## [RICHIESTA A]
Secondo l'estratto da leggere, di chi è la musica che accompagna l'ingresso di Tom Sherbourne in una nuova vita?

## [ESTRATTO DA LEGGERE]
Un inizio promettente, sull’insinuante musica di Alexandre Desplat che accompagna l’ingresso in una nuova vita di Tom Sherbourne (Michael Fassbender). Eroe di guerra, alla fine del ’18 sceglie – disgustato dall’orrore bellico che, chiaramente, l’ha segnato e non poco – di isolarsi facendosi assumere come guardiano del faro di una sperduta isola australiana. 

Una scelta, lo si capisce subito, che non si rivelerà felice. Il cielo plumbeo e le ombre che la regia di Derek Cianfrance getta su ogni inquadratura sono solo uno degli indizi. Il matrimonio con Isabel (Alicia Vikander) sarà colmo d’amore, ma il desiderio di un figlio che non arriva spingerà la coppia a una decisione estrema.

Dopo i consensi ricevuti con Blue Valentine, Derek Cianfrance ci prova col dramma melò trasportando sullo schermo il romanzo di M.L. Stedman.

## [RICHIESTA B]
Individua nell'elenco ogni riga in cui compare la parola "fill" e trascrivile tutte.

## [DATI REGISTRATI]

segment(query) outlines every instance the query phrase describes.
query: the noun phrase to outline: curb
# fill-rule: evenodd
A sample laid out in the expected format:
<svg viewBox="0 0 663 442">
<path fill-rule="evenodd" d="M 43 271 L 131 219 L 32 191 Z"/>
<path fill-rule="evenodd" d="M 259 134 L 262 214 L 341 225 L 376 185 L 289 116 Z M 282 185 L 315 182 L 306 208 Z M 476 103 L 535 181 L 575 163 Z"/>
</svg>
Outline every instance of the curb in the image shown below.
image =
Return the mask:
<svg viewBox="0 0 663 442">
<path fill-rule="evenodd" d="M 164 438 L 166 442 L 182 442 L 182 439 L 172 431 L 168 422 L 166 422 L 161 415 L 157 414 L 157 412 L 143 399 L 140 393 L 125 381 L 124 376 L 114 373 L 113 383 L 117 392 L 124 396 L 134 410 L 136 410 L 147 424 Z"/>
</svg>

## [RISPOSTA CORRETTA A]
Di Alexandre Desplat.

## [RISPOSTA CORRETTA B]
# fill-rule: evenodd
<path fill-rule="evenodd" d="M 43 271 L 131 219 L 32 191 Z"/>
<path fill-rule="evenodd" d="M 259 134 L 262 214 L 341 225 L 376 185 L 289 116 Z M 282 185 L 315 182 L 306 208 Z M 476 103 L 535 181 L 575 163 Z"/>
<path fill-rule="evenodd" d="M 164 438 L 166 442 L 182 442 L 182 439 L 172 431 L 168 422 L 166 422 L 161 415 L 157 414 L 157 412 L 143 399 L 140 393 L 125 381 L 124 376 L 114 373 L 113 383 L 117 392 L 124 396 L 134 410 L 136 410 L 147 424 Z"/>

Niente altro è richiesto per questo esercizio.